» PAGE EXTRACT:
● ● ● ● ●

In the case of the latter, Binatone has included a car-mounting kit and an in-car charger unit.  You also get a USB lead, which can be used to charge the unit’s internal Lithium Polymer battery, plus a stylus located on the right side of the unit and a small instruction manual.  Pre-installed on the R430 are maps for 21 European Countries that I have not had the opportunity of testing yet.

The R430 combines the Win CE 6.0 operating system with a MSTAR 2521 500MHz CPU backed up by 128MB of DDR2 memory.  Sockets are available on the SatNav for a 2.5mm headset (a pity this is not the more common 3.5mm option) and USB 2.0 plus there is a slot for a microSD memory card for adding extra maps and other items.  An on/off button sits in the top left corner of the unit.

Once you have charged the R430, a light will change from red to green to indicate when this occurs, you can turn on the device.  This action will require the appropriate button to be depressed for approximately three seconds to activate the process which then gives you the choice of Navigation or Menu features.  While you might be tempted to jump right into the Navigation section, as this is the main function of the product, it would be more sensible to check out the Menu options which are categorised as GPS Rece(iver), Settings and Multi Media.

The GPS Receiver screen show a compass circle marking the satellites that the R430 has made contact with for receiving data.  This connection process can be a little time consuming.  Depending upon your current location, you could find yourself waiting for ten minutes or even longer before the R430 is capable of linking to the four satellites needed to provide you with a map of your current location.

Not surprisingly, the Settings category gives you access to a variety of selectable features.  You can adjust the volume level, check on the condition of the internal battery, adjust the backlight, set the current date and time plus choose from languages that include English, French, German, Spanish, Polish and Romanian.  Viewers are provided for displaying pictures,, either BMP or JPG, and documents that are stored on the optional SD card.

Back to the Navigation option which brings up a map, if the necessary satellite connections have been made but, as I mentioned, this could take some time.  A menu button located in the lower right corner of the screen will give you access to three further categories of options.  You can switch between a 2D or 3D view with either North or your current heading at the top plus set the speed for the route simulation mode and opt for voice guidance (a female voice with no option to change this), Motorway signposts and auto zoom facility.  Addresses, including a home base, can be entered and saved plus you can select from the available points of interest categories and turn on safety alerts and choose between miles or kilometres for the distance measurement.

● ● ● ● ●

» DATASET ENTRIES:
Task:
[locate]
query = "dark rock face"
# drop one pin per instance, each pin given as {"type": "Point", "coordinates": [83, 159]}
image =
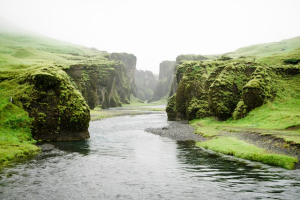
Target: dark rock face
{"type": "Point", "coordinates": [220, 88]}
{"type": "Point", "coordinates": [166, 72]}
{"type": "Point", "coordinates": [58, 110]}
{"type": "Point", "coordinates": [104, 84]}
{"type": "Point", "coordinates": [129, 61]}
{"type": "Point", "coordinates": [145, 84]}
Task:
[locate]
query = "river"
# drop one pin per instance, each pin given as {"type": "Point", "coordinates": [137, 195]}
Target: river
{"type": "Point", "coordinates": [122, 161]}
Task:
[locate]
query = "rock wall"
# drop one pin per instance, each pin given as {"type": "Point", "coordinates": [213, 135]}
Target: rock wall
{"type": "Point", "coordinates": [104, 84]}
{"type": "Point", "coordinates": [221, 89]}
{"type": "Point", "coordinates": [166, 72]}
{"type": "Point", "coordinates": [178, 74]}
{"type": "Point", "coordinates": [58, 110]}
{"type": "Point", "coordinates": [145, 84]}
{"type": "Point", "coordinates": [130, 63]}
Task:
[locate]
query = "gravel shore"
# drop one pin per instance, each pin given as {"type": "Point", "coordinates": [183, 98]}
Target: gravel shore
{"type": "Point", "coordinates": [177, 130]}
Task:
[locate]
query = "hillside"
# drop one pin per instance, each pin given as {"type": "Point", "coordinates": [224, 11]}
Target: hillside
{"type": "Point", "coordinates": [243, 106]}
{"type": "Point", "coordinates": [266, 49]}
{"type": "Point", "coordinates": [47, 88]}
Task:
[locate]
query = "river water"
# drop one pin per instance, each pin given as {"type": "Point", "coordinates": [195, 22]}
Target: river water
{"type": "Point", "coordinates": [122, 161]}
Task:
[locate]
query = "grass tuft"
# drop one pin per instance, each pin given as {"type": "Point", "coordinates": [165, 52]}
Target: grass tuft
{"type": "Point", "coordinates": [241, 149]}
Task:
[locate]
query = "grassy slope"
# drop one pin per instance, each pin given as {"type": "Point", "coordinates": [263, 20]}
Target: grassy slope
{"type": "Point", "coordinates": [20, 53]}
{"type": "Point", "coordinates": [267, 49]}
{"type": "Point", "coordinates": [273, 118]}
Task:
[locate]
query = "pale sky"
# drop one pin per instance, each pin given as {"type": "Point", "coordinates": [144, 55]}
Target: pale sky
{"type": "Point", "coordinates": [158, 30]}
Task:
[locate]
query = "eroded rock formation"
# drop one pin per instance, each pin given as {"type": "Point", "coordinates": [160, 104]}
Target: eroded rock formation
{"type": "Point", "coordinates": [145, 84]}
{"type": "Point", "coordinates": [58, 110]}
{"type": "Point", "coordinates": [221, 89]}
{"type": "Point", "coordinates": [166, 72]}
{"type": "Point", "coordinates": [129, 61]}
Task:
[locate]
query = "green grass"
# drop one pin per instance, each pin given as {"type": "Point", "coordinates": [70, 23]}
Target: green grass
{"type": "Point", "coordinates": [267, 49]}
{"type": "Point", "coordinates": [15, 138]}
{"type": "Point", "coordinates": [21, 56]}
{"type": "Point", "coordinates": [241, 149]}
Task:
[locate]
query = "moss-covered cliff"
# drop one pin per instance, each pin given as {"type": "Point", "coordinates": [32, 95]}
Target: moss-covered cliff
{"type": "Point", "coordinates": [166, 71]}
{"type": "Point", "coordinates": [145, 84]}
{"type": "Point", "coordinates": [178, 73]}
{"type": "Point", "coordinates": [230, 88]}
{"type": "Point", "coordinates": [40, 101]}
{"type": "Point", "coordinates": [102, 84]}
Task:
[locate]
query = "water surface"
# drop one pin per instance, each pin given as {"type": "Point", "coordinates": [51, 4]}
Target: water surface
{"type": "Point", "coordinates": [122, 161]}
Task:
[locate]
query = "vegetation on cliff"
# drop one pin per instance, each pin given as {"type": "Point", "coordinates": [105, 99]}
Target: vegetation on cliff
{"type": "Point", "coordinates": [166, 71]}
{"type": "Point", "coordinates": [40, 101]}
{"type": "Point", "coordinates": [261, 94]}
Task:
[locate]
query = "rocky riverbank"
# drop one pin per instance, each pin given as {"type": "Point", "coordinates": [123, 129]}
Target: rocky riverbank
{"type": "Point", "coordinates": [177, 130]}
{"type": "Point", "coordinates": [268, 143]}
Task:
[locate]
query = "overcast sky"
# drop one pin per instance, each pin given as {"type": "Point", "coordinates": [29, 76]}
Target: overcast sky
{"type": "Point", "coordinates": [158, 30]}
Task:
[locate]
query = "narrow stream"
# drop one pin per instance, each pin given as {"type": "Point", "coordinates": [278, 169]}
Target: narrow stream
{"type": "Point", "coordinates": [122, 161]}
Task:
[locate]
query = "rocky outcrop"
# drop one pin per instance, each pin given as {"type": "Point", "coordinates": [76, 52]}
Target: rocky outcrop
{"type": "Point", "coordinates": [220, 88]}
{"type": "Point", "coordinates": [178, 73]}
{"type": "Point", "coordinates": [166, 72]}
{"type": "Point", "coordinates": [129, 61]}
{"type": "Point", "coordinates": [58, 110]}
{"type": "Point", "coordinates": [145, 84]}
{"type": "Point", "coordinates": [104, 84]}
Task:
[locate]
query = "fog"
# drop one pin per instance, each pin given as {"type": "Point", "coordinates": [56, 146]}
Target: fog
{"type": "Point", "coordinates": [158, 30]}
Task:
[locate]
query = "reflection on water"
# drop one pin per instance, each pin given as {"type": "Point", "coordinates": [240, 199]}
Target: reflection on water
{"type": "Point", "coordinates": [122, 161]}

● ● ● ● ●

» DIRECTIONS:
**1)** Transcribe the SatNav review from "Not surprisingly, the" up to and including "optional SD card.".
**2)** According to the SatNav review, for approximately how long must the button be held down to turn on the R430?

» WORKED ANSWERS:
**1)**
Not surprisingly, the Settings category gives you access to a variety of selectable features.  You can adjust the volume level, check on the condition of the internal battery, adjust the backlight, set the current date and time plus choose from languages that include English, French, German, Spanish, Polish and Romanian.  Viewers are provided for displaying pictures,, either BMP or JPG, and documents that are stored on the optional SD card.

**2)** Approximately three seconds.